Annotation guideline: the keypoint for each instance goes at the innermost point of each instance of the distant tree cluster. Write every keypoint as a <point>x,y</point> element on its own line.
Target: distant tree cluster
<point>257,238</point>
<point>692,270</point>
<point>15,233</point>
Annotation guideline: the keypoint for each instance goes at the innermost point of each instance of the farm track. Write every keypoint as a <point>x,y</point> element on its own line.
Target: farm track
--
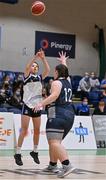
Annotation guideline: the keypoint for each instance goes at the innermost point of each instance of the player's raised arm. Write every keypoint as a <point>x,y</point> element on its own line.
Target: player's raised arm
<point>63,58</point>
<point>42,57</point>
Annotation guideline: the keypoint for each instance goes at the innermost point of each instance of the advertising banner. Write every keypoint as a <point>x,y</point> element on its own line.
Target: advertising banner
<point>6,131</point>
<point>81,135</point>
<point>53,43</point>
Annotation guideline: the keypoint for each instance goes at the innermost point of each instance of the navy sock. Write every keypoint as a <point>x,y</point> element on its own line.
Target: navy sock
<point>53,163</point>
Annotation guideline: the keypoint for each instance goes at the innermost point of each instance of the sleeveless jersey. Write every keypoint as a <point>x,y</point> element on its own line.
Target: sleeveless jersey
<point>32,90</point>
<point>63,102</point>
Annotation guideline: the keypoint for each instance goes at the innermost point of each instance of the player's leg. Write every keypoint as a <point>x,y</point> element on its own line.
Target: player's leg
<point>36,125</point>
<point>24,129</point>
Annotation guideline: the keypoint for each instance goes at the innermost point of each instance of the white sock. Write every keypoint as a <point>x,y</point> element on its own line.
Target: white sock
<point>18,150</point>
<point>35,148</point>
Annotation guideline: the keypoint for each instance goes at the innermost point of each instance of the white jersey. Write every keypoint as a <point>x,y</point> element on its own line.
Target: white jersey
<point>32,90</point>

TASK GOAL: Please rescale the lines from the line with "of the distant" up to and including the line with "<point>15,233</point>", giving them all again with the instructions left as they are. Multiply each coordinate in the answer points by 0.95 and round it to a whole number, with halves rounding up.

TASK RESULT:
Annotation guideline: the keypoint for each instance goes at the innermost point of each instance of the distant tree cluster. Write every keypoint as a <point>x,y</point> element on its own line.
Target: distant tree cluster
<point>244,226</point>
<point>657,257</point>
<point>14,221</point>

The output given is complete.